▶ GIVEN PROBLEM
Pick out every line below that contains the string "body", and copy each of those lines. Case counts.

▶ Records from a point-labeling set
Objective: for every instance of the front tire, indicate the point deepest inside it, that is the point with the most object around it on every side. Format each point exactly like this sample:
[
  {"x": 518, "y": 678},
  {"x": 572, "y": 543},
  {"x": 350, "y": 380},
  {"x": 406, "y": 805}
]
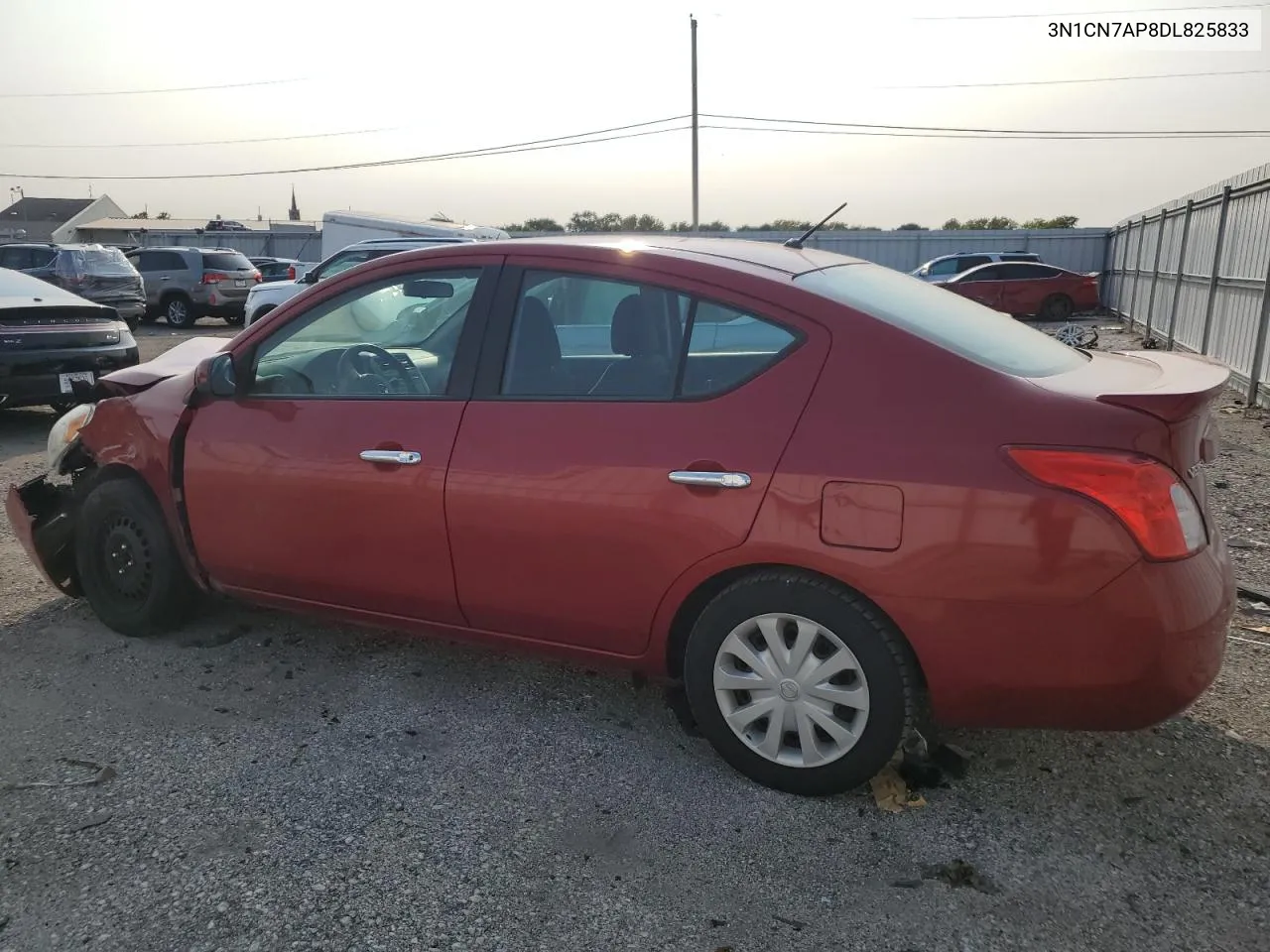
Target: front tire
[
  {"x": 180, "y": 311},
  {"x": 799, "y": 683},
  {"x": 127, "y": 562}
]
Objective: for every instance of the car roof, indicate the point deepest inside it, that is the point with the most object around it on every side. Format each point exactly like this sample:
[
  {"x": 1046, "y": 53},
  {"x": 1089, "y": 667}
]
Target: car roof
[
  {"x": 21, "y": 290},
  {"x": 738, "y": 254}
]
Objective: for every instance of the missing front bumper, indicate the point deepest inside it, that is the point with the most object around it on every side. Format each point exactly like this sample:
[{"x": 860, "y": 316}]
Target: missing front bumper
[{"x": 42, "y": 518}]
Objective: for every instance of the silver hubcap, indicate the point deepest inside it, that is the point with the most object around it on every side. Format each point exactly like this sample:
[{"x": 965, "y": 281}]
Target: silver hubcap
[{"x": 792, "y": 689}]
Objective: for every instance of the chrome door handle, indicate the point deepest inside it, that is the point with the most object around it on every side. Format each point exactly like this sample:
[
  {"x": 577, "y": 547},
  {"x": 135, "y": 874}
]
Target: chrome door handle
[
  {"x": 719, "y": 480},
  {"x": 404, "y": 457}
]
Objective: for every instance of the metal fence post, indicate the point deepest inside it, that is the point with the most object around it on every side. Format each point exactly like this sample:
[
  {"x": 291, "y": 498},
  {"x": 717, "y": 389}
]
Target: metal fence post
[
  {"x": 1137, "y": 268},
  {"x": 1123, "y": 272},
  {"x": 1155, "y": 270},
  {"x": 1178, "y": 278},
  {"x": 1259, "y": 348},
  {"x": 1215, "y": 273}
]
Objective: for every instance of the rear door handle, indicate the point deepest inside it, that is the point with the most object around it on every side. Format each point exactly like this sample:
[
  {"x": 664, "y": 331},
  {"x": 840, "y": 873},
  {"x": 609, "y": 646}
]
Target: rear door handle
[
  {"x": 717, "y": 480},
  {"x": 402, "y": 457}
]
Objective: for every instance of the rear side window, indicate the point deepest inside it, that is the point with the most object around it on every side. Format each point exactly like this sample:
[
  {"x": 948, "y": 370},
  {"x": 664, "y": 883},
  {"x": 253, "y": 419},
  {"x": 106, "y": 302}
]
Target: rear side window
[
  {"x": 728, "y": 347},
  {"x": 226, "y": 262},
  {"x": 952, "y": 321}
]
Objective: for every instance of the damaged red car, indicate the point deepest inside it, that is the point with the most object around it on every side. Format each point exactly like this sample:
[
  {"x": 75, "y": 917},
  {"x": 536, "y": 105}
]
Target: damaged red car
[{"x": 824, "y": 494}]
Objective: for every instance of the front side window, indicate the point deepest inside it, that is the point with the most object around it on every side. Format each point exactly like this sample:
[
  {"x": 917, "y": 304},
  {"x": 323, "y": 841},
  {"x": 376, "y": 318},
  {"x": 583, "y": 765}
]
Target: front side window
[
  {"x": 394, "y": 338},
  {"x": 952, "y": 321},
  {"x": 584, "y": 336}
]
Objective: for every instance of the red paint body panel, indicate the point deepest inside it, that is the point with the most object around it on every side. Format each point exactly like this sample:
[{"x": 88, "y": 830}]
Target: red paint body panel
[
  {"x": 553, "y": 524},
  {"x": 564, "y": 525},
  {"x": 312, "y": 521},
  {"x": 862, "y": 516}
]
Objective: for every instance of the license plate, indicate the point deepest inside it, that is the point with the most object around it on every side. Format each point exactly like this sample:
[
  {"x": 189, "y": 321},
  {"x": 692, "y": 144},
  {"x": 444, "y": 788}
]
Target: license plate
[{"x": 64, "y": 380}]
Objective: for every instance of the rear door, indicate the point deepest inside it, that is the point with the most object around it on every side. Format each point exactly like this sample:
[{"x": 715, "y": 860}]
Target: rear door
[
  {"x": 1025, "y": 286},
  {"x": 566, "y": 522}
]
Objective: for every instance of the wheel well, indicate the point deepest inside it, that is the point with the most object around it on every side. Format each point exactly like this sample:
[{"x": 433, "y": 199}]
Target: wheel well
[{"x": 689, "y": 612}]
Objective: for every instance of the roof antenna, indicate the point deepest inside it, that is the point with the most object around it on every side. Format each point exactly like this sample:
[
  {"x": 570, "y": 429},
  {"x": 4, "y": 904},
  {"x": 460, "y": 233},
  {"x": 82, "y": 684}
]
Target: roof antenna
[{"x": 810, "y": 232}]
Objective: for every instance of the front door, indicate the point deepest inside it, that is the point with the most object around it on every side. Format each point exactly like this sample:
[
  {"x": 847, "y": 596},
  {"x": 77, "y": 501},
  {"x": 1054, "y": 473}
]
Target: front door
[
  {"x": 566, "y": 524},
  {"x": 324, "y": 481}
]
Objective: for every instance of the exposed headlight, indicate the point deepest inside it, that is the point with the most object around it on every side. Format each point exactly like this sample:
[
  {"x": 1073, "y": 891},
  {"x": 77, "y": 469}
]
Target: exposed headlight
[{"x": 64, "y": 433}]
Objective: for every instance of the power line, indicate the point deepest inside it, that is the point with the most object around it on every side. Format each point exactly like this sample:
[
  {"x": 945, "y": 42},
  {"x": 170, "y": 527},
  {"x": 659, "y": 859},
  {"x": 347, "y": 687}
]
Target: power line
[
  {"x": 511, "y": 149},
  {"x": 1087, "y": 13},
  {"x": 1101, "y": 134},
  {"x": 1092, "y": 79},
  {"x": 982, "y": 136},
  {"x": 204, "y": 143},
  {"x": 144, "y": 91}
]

* * *

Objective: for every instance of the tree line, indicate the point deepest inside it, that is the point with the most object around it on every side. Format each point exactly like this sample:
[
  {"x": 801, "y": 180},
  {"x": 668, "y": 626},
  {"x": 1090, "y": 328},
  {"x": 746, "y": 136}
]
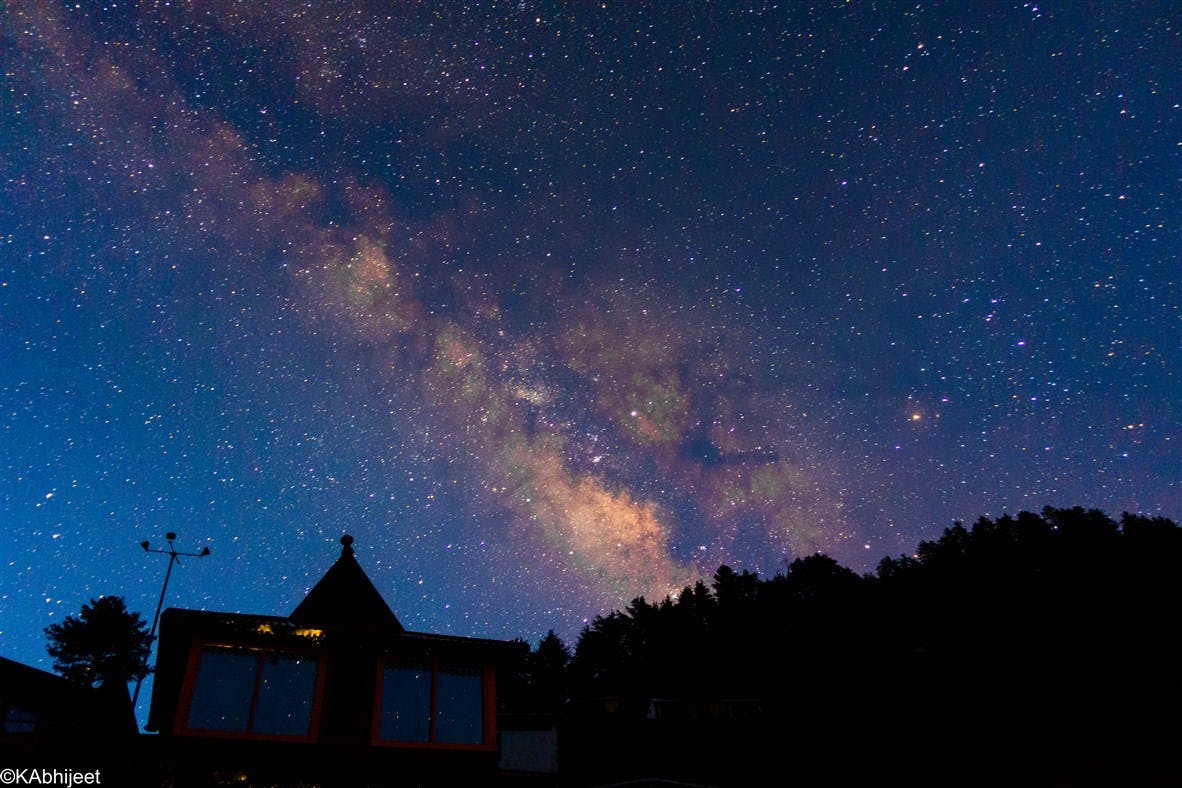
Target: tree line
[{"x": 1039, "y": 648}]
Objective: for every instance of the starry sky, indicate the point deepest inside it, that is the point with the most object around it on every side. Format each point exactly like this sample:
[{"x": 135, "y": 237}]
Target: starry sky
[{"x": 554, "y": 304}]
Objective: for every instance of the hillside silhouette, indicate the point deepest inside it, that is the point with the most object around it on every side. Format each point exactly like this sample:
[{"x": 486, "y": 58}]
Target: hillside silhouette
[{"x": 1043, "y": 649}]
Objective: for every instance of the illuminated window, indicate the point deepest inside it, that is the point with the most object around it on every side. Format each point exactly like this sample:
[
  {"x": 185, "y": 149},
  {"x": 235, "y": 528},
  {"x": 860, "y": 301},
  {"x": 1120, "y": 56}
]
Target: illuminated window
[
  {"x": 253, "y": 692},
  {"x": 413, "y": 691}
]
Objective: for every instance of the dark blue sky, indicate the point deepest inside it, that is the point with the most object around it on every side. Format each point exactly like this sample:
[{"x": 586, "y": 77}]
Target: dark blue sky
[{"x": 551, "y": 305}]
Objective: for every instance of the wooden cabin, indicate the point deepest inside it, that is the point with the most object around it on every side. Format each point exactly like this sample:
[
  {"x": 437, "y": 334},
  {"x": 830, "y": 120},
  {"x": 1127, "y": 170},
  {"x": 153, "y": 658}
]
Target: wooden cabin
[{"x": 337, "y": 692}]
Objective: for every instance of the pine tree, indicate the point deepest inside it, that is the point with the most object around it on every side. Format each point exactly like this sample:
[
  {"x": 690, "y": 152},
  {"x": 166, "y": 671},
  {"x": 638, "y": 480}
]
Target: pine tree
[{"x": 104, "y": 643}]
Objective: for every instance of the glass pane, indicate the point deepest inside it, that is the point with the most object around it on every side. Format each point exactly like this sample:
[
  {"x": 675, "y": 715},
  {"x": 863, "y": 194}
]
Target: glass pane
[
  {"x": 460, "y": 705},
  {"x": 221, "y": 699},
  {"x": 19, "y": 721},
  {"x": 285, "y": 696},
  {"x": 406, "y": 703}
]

▶ FINAL ANSWER
Objective: for every instance of the red paint body panel, indicate the point deepest inside it, that is the point with the most object around it on every side. Format each point exactly like this sample:
Target: red paint body panel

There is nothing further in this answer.